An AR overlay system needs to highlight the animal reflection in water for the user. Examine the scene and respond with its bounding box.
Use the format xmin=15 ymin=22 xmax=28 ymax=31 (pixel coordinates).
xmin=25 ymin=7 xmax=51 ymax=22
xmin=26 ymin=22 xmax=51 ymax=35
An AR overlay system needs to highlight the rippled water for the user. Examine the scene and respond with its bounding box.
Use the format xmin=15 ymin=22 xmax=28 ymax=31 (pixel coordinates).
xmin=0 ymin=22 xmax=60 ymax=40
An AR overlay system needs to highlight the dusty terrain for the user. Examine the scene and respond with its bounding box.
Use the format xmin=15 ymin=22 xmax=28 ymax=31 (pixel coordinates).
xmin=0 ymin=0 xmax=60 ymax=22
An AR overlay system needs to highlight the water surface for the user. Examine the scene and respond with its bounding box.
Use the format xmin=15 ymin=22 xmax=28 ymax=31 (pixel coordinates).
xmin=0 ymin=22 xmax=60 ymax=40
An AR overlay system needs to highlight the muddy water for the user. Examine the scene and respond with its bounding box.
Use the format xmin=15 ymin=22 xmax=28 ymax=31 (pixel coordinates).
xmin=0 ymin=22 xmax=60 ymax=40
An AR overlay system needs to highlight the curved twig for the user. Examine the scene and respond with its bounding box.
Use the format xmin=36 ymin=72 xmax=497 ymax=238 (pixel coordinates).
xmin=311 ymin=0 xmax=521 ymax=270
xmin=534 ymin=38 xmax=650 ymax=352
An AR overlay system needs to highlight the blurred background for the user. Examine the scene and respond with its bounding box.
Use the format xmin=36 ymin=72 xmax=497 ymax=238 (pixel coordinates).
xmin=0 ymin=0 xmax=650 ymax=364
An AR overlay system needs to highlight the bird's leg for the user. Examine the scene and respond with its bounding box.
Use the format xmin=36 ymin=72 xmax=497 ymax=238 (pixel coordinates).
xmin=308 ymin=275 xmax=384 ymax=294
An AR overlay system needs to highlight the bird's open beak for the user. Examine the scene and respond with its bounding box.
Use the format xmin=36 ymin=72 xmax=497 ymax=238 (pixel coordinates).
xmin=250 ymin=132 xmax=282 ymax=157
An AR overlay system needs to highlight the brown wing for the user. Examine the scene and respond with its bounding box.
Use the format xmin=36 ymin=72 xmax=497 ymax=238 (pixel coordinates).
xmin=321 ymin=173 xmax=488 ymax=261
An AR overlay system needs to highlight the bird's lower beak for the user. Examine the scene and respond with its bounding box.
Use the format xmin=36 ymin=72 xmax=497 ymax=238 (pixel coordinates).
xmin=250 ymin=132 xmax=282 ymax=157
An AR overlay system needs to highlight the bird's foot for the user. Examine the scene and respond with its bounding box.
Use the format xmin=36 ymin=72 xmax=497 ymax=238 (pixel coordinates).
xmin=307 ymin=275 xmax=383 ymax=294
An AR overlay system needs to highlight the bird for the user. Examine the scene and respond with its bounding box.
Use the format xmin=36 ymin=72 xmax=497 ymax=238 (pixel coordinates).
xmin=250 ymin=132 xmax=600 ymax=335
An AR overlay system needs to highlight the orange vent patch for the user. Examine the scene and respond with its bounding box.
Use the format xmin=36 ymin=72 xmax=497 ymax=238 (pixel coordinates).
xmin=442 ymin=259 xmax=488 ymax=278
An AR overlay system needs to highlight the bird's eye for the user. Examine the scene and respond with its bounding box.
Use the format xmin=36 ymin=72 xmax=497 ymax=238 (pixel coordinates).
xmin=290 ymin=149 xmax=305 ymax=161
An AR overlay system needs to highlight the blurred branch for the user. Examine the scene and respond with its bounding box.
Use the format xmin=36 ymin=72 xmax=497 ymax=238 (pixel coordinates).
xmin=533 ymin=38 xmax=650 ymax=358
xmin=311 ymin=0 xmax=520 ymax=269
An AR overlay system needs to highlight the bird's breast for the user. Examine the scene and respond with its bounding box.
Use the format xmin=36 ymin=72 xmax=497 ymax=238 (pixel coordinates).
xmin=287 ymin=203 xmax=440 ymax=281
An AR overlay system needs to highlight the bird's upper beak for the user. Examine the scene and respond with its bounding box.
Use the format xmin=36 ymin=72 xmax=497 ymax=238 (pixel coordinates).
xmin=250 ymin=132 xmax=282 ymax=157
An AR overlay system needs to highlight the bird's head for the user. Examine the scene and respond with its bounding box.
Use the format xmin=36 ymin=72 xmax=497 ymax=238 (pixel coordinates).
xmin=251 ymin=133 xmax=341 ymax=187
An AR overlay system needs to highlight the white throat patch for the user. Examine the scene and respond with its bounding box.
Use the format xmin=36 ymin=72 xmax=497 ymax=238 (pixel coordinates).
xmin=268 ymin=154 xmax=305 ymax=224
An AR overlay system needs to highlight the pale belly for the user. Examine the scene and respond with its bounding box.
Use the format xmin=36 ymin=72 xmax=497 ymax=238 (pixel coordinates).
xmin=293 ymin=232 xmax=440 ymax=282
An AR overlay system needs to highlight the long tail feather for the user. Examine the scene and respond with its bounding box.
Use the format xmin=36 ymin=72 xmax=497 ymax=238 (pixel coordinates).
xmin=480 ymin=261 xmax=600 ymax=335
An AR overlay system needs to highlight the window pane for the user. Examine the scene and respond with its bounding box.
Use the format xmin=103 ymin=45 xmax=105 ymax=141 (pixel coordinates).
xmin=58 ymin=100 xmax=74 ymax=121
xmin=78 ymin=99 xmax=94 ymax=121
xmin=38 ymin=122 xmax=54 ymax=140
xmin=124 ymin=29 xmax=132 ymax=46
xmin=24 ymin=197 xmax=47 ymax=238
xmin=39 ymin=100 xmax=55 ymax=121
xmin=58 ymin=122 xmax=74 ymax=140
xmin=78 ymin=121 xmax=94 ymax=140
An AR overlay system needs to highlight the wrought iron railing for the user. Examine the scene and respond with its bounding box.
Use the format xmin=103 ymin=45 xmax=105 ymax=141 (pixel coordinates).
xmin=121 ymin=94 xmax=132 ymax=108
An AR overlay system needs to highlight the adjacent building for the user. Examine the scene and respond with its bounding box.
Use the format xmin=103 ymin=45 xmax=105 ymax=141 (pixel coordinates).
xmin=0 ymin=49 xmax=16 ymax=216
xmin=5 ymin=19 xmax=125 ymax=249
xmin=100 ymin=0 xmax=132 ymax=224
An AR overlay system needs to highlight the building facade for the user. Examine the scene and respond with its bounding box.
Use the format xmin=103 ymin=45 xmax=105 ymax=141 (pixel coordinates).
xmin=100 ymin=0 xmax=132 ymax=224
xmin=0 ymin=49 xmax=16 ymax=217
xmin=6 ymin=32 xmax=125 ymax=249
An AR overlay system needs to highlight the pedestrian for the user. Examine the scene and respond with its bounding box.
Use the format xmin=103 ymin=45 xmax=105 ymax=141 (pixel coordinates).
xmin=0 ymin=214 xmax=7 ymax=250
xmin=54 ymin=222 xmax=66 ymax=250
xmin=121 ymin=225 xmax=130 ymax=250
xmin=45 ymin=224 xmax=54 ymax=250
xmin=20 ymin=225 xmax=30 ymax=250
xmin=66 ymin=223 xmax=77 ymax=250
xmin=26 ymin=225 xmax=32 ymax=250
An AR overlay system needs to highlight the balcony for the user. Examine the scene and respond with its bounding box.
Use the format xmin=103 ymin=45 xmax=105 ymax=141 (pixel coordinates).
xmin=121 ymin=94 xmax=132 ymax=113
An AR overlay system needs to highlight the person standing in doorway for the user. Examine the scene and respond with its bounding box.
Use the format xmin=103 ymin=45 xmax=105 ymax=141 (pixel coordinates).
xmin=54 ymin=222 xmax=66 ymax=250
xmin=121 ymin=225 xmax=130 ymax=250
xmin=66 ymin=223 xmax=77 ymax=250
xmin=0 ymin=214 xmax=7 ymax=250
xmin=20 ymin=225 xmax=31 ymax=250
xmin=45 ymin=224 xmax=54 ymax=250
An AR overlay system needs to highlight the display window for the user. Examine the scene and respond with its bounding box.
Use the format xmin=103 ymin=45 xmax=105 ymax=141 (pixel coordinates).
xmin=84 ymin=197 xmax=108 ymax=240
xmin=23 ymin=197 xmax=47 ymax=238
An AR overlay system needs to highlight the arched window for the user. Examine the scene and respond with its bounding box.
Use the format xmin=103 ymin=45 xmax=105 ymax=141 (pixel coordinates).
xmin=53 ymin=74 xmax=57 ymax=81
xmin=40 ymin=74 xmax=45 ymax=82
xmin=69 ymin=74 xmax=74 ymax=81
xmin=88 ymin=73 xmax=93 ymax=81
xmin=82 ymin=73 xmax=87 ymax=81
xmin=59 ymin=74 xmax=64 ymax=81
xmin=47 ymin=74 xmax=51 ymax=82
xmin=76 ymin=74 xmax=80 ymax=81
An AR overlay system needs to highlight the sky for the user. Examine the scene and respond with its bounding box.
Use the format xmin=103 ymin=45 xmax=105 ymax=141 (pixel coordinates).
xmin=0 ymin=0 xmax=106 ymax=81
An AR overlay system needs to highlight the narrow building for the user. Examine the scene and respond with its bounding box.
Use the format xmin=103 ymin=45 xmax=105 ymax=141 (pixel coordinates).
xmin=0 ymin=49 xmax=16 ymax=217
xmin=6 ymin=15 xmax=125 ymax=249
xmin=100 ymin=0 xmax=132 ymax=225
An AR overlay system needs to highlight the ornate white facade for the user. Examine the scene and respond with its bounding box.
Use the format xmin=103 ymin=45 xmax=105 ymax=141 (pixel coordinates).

EXERCISE GOAL :: Convert the material between the lines holding "An AR overlay system needs to highlight the orange" and "xmin=251 ymin=133 xmax=341 ymax=187", inclusive, into a two-column CSV with the headers text and answer. Each text and its answer go in one row, each in a quoted field, with line breaks turned into spaces.

EXERCISE OUTPUT ::
text,answer
"An AR overlay system needs to highlight the orange vent patch for the user. Examine the scene and respond with its bounding box. Use the format xmin=36 ymin=72 xmax=497 ymax=238 (pixel coordinates).","xmin=442 ymin=259 xmax=488 ymax=278"
"An AR overlay system needs to highlight the bird's eye for the user. Examine the scene and respond with its bounding box. Use the format xmin=36 ymin=72 xmax=497 ymax=238 (pixel coordinates).","xmin=290 ymin=149 xmax=305 ymax=161"
"An AR overlay system needs to highlight the blurred branch for the user. Examine the scene and respond with its bounding box. Use the format xmin=36 ymin=72 xmax=497 ymax=238 (pixel coordinates).","xmin=533 ymin=38 xmax=650 ymax=358 xmin=311 ymin=0 xmax=520 ymax=269"
"An AR overlay system needs to highlight the bird's breast for the user. Examine the scene and respond with its bounding box. Use the format xmin=36 ymin=72 xmax=497 ymax=238 (pixel coordinates).","xmin=287 ymin=203 xmax=440 ymax=281"
"An AR overlay system needs to highlight the bird's upper beak for the user. Examine the scene and respond with its bounding box. Use the format xmin=36 ymin=72 xmax=497 ymax=238 (pixel coordinates).","xmin=250 ymin=132 xmax=282 ymax=157"
"An AR overlay system needs to highlight the bird's head for the user. Examine the scene and respond with its bounding box. Use the format xmin=36 ymin=72 xmax=497 ymax=238 (pixel coordinates).","xmin=251 ymin=133 xmax=341 ymax=187"